## 任务要求
把关于邵廷采求学经历的文字中以“清顺治十五年(1658),邵”开始、以“生活与为学之路也出现了曲折。”结束的部分逐字抄写出来。

## 所给文本
◆ ◆ ◆
第二节 曲折求学
邵廷采出生后仅六个月,母亲陈氏便离世,廷采主要由祖母孙氏夫人抚育成长。孙氏对廷采教养甚严,且常对廷采讲起祖上忠勇节烈的事迹,这对廷采日后思想的形成,或许起了重大作用。而廷采的读书为学,则始受教于祖父邵曾可。邵曾可初名邦琳,字林玉,后改名曾可,字子唯,号鲁公,就学于姚江书院创始人管宗圣及史孝咸,与子邵贞显同是姚江书院派成员,且被称为书院高第。五六岁时,廷采便开始秉承祖父之训,“教以孝悌忠信、为人之方”,六七岁时,祖父便带着廷采出入于姚江书院:“孙廷采甫六七岁,率诣书院翻示先儒书,曰:‘小子今未能读,异日庶沉思静观之。'”八九岁时,祖父已开始教廷采读书之法和学问宗旨,廷采回忆道:“八九岁从王父鲁公府君受阳明《客座私祝》,府君即欲教以圣贤之学,非儒者之书勿使见。是年,始记周、程、张、邵、朱及白沙、阳明、曰仁、绪山、心斋、东郭诸君子姓名。”这应是廷采接触经学及浙东学术之始,并且日后他对浙东和姚江学术的深厚感情,也应该是由此时奠基而来。不仅如此,这年祖父更带着廷采拜见过姚江书院的元老史孝咸和沈国模,并受到了沈国模的亲口教诲,对此廷采自言:“自幼九岁,从鲁公府君至城南姚江书院。及见求如沈先生,谓曰:‘孺子治何经?’对曰:‘方受《尚书》。’沈先生摩其顶曰:‘孺子识之:在知人,在安民。'”不仅祖父、父亲皆为史氏高足,现在廷采又得到史氏的亲口教诲,这种经历是姚江学派的其他人所不具备的,这既是廷采与姚江书院派结缘的起始,也是他日后一生都对姚江学术感情深厚的原因。
清顺治十五年(1658),邵廷采十一岁,祖父邵曾可到皇山的翁氏山庄教书,廷采跟随祖父一起前往,并开始跟祖父学习制义,祖父为廷采作《蒙说》,且亲自讲解教导。万经在所做廷采传记中说:“十一岁,从鲁公讲业于皇山翁氏庄,书课制义。晨夕出望原野,平步林皋,训以孝悌忠信,夜则共卧。宽严得中,诵说有法。”然而不久,因为史孝咸病重,邵曾可敬重恩师,每天往来十余里进行探望,且不食而回。如此一个多月,在史孝咸病故之后,邵曾可的身体也终于承受不住而病倒,这年冬天的十一月二十二日,邵曾可也最终不治而卒,终年五十一岁。祖父的去世,不仅使邵氏的家庭受到沉重打击,更给邵廷采带来无尽伤痛,廷采自幼跟随祖父,不仅学业始于祖父,与祖父之间的感情更是深厚,他多次在文章中提及祖父,对祖父的学问人品充满敬仰,为了表达对祖父的怀念和敬仰,后来廷采将自己的字更为念鲁,由此也可见他对祖父的深情。但现在祖父的去世,不仅感情上悲伤,更重要的是廷采的生活与为学之路也出现了曲折。
◆ ◆ ◆
## 已存数据
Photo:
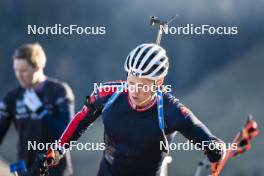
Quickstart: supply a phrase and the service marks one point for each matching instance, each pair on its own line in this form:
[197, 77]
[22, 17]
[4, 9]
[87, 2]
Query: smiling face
[25, 73]
[140, 90]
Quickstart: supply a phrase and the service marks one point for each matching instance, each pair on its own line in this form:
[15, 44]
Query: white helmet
[147, 60]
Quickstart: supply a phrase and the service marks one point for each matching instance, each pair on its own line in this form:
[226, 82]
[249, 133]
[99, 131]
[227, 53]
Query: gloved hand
[32, 100]
[218, 153]
[53, 157]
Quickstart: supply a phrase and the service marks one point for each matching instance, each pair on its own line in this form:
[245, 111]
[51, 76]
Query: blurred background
[219, 77]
◆ ◆ ◆
## 题目解答
清顺治十五年(1658),邵廷采十一岁,祖父邵曾可到皇山的翁氏山庄教书,廷采跟随祖父一起前往,并开始跟祖父学习制义,祖父为廷采作《蒙说》,且亲自讲解教导。万经在所做廷采传记中说:“十一岁,从鲁公讲业于皇山翁氏庄,书课制义。晨夕出望原野,平步林皋,训以孝悌忠信,夜则共卧。宽严得中,诵说有法。”然而不久,因为史孝咸病重,邵曾可敬重恩师,每天往来十余里进行探望,且不食而回。如此一个多月,在史孝咸病故之后,邵曾可的身体也终于承受不住而病倒,这年冬天的十一月二十二日,邵曾可也最终不治而卒,终年五十一岁。祖父的去世,不仅使邵氏的家庭受到沉重打击,更给邵廷采带来无尽伤痛,廷采自幼跟随祖父,不仅学业始于祖父,与祖父之间的感情更是深厚,他多次在文章中提及祖父,对祖父的学问人品充满敬仰,为了表达对祖父的怀念和敬仰,后来廷采将自己的字更为念鲁,由此也可见他对祖父的深情。但现在祖父的去世,不仅感情上悲伤,更重要的是廷采的生活与为学之路也出现了曲折。